■ **TASKS TO COMPLETE**
A. Which organization runs the league, according to the Liga Latinoamérica passage?
B. Print the portion of the Liga Latinoamérica passage from "Plans for the" up to and including "a single competition.".

The Liga Latinoamérica (LLA; ) is the top level of professional League of Legends in Latin America. The esports league is run by Riot Games Latin America. Each annual competitive season is divided into opening and closing seasons, which conclude with a playoff tournament between the top four teams.

Plans for the league were first announced in May 2018 by Riot Games, which stated that it would merge Latin America's two regional leagues, the Liga Latinoamérica Norte (LLN, North Latin America League) and Copa Latinoamérica Sur (CLS, South Latin America Cup), into a single competition.

Format 
Each opening and closing season consists of a group stage and a playoff stage. In the group stage, teams compete for points in a triple round robin spread over two phases. The top four teams from the group stage advance to the playoff stage, which uses a "King of the Hill" single elimination bracket. During the 2019 season, there were no phases in the group stage, and six teams participated in a standard single elimination bracket in the playoff stage.

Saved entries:

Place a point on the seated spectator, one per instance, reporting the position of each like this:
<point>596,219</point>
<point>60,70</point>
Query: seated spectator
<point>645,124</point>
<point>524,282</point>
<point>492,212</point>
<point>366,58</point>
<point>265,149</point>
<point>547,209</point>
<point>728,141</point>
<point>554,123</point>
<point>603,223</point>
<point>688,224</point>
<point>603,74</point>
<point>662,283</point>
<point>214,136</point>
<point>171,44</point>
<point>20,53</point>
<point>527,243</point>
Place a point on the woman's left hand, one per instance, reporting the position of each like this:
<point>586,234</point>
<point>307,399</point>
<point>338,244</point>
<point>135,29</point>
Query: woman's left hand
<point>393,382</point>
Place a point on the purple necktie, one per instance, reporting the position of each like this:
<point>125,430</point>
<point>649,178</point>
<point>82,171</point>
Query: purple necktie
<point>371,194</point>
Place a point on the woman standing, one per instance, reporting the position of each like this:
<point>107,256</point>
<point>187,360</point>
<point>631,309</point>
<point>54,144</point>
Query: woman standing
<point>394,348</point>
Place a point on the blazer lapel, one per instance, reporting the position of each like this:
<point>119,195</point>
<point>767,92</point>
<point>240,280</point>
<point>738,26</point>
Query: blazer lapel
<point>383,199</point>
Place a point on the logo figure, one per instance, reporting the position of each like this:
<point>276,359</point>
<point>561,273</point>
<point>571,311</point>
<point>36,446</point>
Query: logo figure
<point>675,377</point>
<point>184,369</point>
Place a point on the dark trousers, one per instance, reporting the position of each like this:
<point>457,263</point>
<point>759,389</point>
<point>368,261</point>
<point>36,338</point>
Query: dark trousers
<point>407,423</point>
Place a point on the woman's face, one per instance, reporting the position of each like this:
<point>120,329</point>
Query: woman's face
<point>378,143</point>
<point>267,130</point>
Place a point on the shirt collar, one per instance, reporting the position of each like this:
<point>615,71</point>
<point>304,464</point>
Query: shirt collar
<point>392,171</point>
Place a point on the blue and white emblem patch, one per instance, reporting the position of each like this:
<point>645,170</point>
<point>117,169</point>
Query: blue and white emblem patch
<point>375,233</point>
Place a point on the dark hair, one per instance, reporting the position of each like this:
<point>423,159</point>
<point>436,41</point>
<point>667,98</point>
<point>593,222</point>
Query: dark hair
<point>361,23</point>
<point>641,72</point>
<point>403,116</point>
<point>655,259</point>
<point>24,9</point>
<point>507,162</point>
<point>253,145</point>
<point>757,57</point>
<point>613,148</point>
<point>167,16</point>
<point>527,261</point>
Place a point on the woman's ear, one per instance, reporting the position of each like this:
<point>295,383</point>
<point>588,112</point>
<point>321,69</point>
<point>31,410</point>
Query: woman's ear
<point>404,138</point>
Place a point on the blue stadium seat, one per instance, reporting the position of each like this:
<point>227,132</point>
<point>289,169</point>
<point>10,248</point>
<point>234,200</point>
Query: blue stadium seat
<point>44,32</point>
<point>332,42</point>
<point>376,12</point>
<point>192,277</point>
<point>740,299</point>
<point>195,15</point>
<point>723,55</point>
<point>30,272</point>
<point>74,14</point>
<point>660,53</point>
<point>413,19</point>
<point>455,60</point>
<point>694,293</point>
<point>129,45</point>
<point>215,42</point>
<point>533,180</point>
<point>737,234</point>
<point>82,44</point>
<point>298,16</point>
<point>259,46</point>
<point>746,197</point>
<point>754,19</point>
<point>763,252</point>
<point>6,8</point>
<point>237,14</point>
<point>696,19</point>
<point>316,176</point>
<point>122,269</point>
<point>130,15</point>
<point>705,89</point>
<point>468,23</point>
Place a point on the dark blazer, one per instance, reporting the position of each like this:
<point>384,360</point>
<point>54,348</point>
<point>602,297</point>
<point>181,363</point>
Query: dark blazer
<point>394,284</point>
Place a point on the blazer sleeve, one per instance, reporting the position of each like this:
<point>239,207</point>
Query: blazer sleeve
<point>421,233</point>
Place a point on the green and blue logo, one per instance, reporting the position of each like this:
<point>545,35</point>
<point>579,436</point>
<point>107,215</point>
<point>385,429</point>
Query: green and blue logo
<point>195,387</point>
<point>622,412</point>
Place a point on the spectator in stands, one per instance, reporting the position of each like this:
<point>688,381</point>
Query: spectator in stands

■ **THE SOLUTIONS**
A. Riot Games Latin America

B.
Plans for the league were first announced in May 2018 by Riot Games, which stated that it would merge Latin America's two regional leagues, the Liga Latinoamérica Norte (LLN, North Latin America League) and Copa Latinoamérica Sur (CLS, South Latin America Cup), into a single competition.